## TO BE DONE:
Render all of the data below as a numbered list, leaving out the blank lines.

## DATA FOR THIS TASK:
+ + + + + + +

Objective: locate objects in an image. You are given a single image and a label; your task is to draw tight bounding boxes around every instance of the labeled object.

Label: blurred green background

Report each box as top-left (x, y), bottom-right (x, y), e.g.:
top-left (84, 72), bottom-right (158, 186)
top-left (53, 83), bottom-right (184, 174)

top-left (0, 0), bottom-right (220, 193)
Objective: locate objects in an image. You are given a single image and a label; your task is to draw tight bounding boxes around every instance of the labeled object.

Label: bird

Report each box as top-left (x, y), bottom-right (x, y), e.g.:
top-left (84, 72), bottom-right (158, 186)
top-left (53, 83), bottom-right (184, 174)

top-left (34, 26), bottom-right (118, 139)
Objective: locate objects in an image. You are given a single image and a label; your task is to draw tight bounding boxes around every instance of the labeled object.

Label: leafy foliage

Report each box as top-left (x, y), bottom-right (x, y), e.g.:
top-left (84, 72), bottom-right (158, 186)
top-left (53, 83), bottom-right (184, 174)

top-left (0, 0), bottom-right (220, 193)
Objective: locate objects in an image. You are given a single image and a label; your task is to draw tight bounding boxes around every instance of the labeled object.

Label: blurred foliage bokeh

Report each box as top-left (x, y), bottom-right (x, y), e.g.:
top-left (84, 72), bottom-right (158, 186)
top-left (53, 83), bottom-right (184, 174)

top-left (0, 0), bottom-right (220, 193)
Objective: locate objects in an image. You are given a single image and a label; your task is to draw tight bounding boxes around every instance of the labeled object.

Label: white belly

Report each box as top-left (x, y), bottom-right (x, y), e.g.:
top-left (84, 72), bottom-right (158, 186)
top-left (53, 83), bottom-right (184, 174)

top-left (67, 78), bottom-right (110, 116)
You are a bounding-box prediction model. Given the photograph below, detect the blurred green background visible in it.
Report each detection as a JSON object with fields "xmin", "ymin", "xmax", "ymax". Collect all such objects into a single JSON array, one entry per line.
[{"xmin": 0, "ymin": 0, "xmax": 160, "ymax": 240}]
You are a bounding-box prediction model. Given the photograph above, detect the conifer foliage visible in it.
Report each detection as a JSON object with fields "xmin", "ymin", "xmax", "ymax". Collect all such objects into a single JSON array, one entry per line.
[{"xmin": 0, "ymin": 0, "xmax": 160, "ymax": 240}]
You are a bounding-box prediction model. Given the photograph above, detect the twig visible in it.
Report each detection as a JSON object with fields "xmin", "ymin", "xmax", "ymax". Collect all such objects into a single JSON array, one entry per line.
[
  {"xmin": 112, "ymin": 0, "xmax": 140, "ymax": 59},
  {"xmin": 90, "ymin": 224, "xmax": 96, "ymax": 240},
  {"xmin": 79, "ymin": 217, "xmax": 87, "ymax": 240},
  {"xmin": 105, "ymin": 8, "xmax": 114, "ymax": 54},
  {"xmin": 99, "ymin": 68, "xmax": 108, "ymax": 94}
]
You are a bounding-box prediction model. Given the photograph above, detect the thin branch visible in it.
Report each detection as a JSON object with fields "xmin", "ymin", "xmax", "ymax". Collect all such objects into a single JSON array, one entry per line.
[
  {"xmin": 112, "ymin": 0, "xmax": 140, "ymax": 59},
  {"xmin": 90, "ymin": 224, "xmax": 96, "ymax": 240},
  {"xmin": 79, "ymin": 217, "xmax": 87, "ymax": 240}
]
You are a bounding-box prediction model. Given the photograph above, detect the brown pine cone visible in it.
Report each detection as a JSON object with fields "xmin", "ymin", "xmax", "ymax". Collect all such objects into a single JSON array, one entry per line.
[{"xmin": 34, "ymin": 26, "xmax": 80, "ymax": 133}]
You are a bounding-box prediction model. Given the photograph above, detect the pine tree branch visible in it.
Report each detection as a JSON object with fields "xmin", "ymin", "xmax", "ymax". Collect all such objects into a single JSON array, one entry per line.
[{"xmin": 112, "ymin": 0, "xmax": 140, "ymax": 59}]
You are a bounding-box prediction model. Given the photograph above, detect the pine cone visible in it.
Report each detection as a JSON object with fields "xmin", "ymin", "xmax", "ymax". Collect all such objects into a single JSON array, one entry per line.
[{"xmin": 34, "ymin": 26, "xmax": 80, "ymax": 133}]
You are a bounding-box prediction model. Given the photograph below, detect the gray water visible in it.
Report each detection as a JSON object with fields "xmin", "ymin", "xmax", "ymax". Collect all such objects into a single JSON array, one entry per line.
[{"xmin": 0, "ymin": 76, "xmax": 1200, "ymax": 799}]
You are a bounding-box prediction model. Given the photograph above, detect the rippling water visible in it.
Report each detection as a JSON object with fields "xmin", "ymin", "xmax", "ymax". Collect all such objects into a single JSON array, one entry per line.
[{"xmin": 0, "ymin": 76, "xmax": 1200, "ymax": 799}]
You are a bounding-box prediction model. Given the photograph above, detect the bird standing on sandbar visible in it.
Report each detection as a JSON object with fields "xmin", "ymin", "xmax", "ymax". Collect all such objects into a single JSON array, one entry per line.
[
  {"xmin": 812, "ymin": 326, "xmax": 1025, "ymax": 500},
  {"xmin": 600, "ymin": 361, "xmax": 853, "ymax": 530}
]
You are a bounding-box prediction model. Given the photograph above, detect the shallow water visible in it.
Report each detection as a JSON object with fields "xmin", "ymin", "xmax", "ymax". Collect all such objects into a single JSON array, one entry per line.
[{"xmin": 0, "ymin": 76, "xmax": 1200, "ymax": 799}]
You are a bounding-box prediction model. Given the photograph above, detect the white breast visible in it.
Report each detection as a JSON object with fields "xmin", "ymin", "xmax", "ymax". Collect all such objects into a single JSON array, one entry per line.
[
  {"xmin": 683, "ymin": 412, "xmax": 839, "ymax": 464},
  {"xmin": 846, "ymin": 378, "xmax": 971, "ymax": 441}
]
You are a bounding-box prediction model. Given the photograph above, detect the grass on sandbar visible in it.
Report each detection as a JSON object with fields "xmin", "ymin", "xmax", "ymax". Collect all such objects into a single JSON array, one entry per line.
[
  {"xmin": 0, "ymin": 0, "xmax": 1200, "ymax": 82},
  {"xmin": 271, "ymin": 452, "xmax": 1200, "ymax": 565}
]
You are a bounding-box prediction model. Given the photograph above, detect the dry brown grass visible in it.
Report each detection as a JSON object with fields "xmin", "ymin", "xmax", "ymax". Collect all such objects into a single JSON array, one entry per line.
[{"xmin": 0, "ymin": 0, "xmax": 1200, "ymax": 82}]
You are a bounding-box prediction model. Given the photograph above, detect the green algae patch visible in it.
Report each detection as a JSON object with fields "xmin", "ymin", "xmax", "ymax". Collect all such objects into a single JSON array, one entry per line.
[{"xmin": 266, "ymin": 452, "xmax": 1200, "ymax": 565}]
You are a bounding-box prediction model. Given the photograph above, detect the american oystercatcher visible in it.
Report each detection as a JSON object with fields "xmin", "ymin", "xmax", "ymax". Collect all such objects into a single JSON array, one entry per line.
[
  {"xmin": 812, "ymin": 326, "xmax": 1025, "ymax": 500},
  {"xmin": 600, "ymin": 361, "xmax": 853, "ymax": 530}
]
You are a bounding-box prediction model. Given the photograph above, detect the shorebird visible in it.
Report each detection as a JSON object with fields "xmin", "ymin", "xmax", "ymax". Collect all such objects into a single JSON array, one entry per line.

+ + + + + + +

## WRITTEN ANSWER:
1. Objective: locate objects in an image. You are given a single image and a label; your task is to draw tight bounding boxes around every instance of the labeled object.
2. Label: blurred green background
3. Report each box as top-left (x, y), bottom-right (x, y), e.g.:
4. top-left (84, 72), bottom-right (158, 186)
5. top-left (53, 83), bottom-right (184, 174)
6. top-left (0, 0), bottom-right (220, 193)
7. Objective: locate objects in an image. You are given a single image and a label; your task is to draw tight bounding boxes around every instance of the labeled object.
8. Label: bird
9. Report each box as top-left (x, y), bottom-right (x, y), e.g.:
10. top-left (84, 72), bottom-right (158, 186)
11. top-left (53, 83), bottom-right (184, 174)
12. top-left (34, 26), bottom-right (118, 139)
13. Objective: locate objects in an image. You are given a single image and a label; your task is to draw tight bounding boxes around every instance of the labeled object.
14. Label: leafy foliage
15. Report each box as top-left (x, y), bottom-right (x, y), e.g.:
16. top-left (84, 72), bottom-right (158, 186)
17. top-left (53, 83), bottom-right (184, 174)
18. top-left (0, 0), bottom-right (220, 193)
19. Objective: locate objects in an image. You are given a single image and a label; your task is to draw tight bounding boxes around every instance of the labeled object.
20. Label: blurred foliage bokeh
21. Report each box as top-left (x, y), bottom-right (x, y), e.g.:
22. top-left (84, 72), bottom-right (158, 186)
23. top-left (53, 83), bottom-right (184, 174)
24. top-left (0, 0), bottom-right (220, 193)
25. Objective: locate objects in an image. You are given a single image and a label; your task is to draw tight bounding boxes around every instance of the labeled object.
26. Label: white belly
27. Report each box as top-left (x, y), bottom-right (x, y), e.g.:
28. top-left (84, 72), bottom-right (158, 186)
29. top-left (53, 83), bottom-right (184, 174)
30. top-left (67, 78), bottom-right (110, 116)
31. You are a bounding-box prediction model. Given the photograph below, detect the blurred green background visible in it.
32. Report each detection as a JSON object with fields "xmin", "ymin", "xmax", "ymax". Collect all such objects into a single JSON array, one entry per line.
33. [{"xmin": 0, "ymin": 0, "xmax": 160, "ymax": 240}]
34. You are a bounding-box prediction model. Given the photograph above, detect the conifer foliage visible in it.
35. Report each detection as a JSON object with fields "xmin", "ymin", "xmax", "ymax". Collect all such objects into a single JSON array, one entry per line.
36. [{"xmin": 0, "ymin": 0, "xmax": 160, "ymax": 240}]
37. You are a bounding-box prediction model. Given the photograph above, detect the twig visible in it.
38. Report each detection as a JSON object with fields "xmin", "ymin", "xmax", "ymax". Collect all such objects into a single JSON array, one entry per line.
39. [
40.   {"xmin": 112, "ymin": 0, "xmax": 140, "ymax": 59},
41.   {"xmin": 90, "ymin": 224, "xmax": 96, "ymax": 240},
42.   {"xmin": 79, "ymin": 217, "xmax": 87, "ymax": 240},
43.   {"xmin": 105, "ymin": 8, "xmax": 114, "ymax": 54},
44.   {"xmin": 99, "ymin": 68, "xmax": 108, "ymax": 94}
45. ]
46. You are a bounding-box prediction model. Given the photograph above, detect the thin branch visible in it.
47. Report each detection as a JSON object with fields "xmin", "ymin", "xmax", "ymax". Collect all such objects into a single JSON array, one entry per line.
48. [
49.   {"xmin": 112, "ymin": 0, "xmax": 140, "ymax": 59},
50.   {"xmin": 90, "ymin": 224, "xmax": 96, "ymax": 240},
51.   {"xmin": 79, "ymin": 217, "xmax": 87, "ymax": 240}
52. ]
53. You are a bounding-box prediction model. Given the photograph above, detect the brown pine cone visible in it.
54. Report each detection as a JSON object with fields "xmin", "ymin", "xmax", "ymax". Collect all such objects into a single JSON array, one entry per line.
55. [{"xmin": 34, "ymin": 26, "xmax": 80, "ymax": 133}]
56. You are a bounding-box prediction model. Given the photograph above, detect the pine tree branch visible in it.
57. Report each detection as a JSON object with fields "xmin", "ymin", "xmax", "ymax". Collect all such objects into a single JSON array, one entry per line.
58. [{"xmin": 112, "ymin": 0, "xmax": 140, "ymax": 59}]
59. You are a bounding-box prediction model. Given the photograph above, detect the pine cone visible in it.
60. Report each detection as a JSON object with fields "xmin", "ymin", "xmax", "ymax". Collect all such objects into a single JSON array, one entry per line.
61. [{"xmin": 34, "ymin": 26, "xmax": 80, "ymax": 133}]
62. You are a bounding-box prediction model. Given the photograph below, detect the gray water visible in it.
63. Report each detection as a JSON object with fields "xmin", "ymin", "xmax", "ymax". Collect all such objects into a single JSON array, one entry per line.
64. [{"xmin": 0, "ymin": 76, "xmax": 1200, "ymax": 799}]
65. You are a bounding-box prediction model. Given the photograph above, detect the rippling water visible in it.
66. Report each detection as a JSON object with fields "xmin", "ymin", "xmax", "ymax". Collect all such objects into a single JSON array, one entry per line.
67. [{"xmin": 0, "ymin": 76, "xmax": 1200, "ymax": 799}]
68. You are a bounding-box prediction model. Given the photograph above, detect the bird standing on sandbar visible in it.
69. Report each detection as a JSON object with fields "xmin", "ymin", "xmax", "ymax". Collect all such objects into a single JSON array, one entry per line.
70. [
71.   {"xmin": 812, "ymin": 326, "xmax": 1025, "ymax": 500},
72.   {"xmin": 600, "ymin": 361, "xmax": 853, "ymax": 530}
73. ]
74. You are a bounding-box prediction model. Given the photograph above, detect the shallow water visible in it.
75. Report each detection as a JSON object with fields "xmin", "ymin", "xmax", "ymax". Collect all such objects into a single JSON array, one entry per line.
76. [{"xmin": 0, "ymin": 76, "xmax": 1200, "ymax": 799}]
77. You are a bounding-box prediction model. Given the photograph above, detect the white breast visible in it.
78. Report each detection as a JSON object with fields "xmin", "ymin", "xmax", "ymax". Collect all such objects into a single JSON array, one entry per line.
79. [
80.   {"xmin": 683, "ymin": 412, "xmax": 839, "ymax": 464},
81.   {"xmin": 846, "ymin": 378, "xmax": 971, "ymax": 441}
82. ]
83. You are a bounding-box prediction model. Given the photograph above, detect the grass on sandbar visible in it.
84. Report each detection as a JSON object with fields "xmin", "ymin", "xmax", "ymax". Collect all such objects into a single JSON array, one entry per line.
85. [
86.   {"xmin": 0, "ymin": 0, "xmax": 1200, "ymax": 82},
87.   {"xmin": 271, "ymin": 452, "xmax": 1200, "ymax": 565}
88. ]
89. You are a bounding-box prediction model. Given the photograph above, detect the dry brown grass visible in it.
90. Report each detection as a JSON object with fields "xmin", "ymin", "xmax", "ymax". Collect all such objects into a single JSON array, one entry per line.
91. [{"xmin": 0, "ymin": 0, "xmax": 1200, "ymax": 82}]
92. You are a bounding-box prediction model. Given the photograph above, detect the green algae patch visible in it.
93. Report each detection as a JSON object with fields "xmin", "ymin", "xmax", "ymax". Collect all such objects into a single JSON array, one entry per line.
94. [{"xmin": 266, "ymin": 452, "xmax": 1200, "ymax": 565}]
95. You are a bounding-box prediction model. Given the photograph above, detect the american oystercatcher visible in it.
96. Report each detection as a JSON object with fields "xmin", "ymin", "xmax", "ymax". Collect all such objects into a single JSON array, one entry per line.
97. [
98.   {"xmin": 812, "ymin": 326, "xmax": 1025, "ymax": 500},
99.   {"xmin": 600, "ymin": 361, "xmax": 853, "ymax": 530}
100. ]
101. You are a bounding-box prediction model. Given the photograph above, detect the shorebird visible in it.
102. Report each detection as a JSON object with fields "xmin", "ymin", "xmax", "ymax". Collect all such objects into a single JSON array, one entry per line.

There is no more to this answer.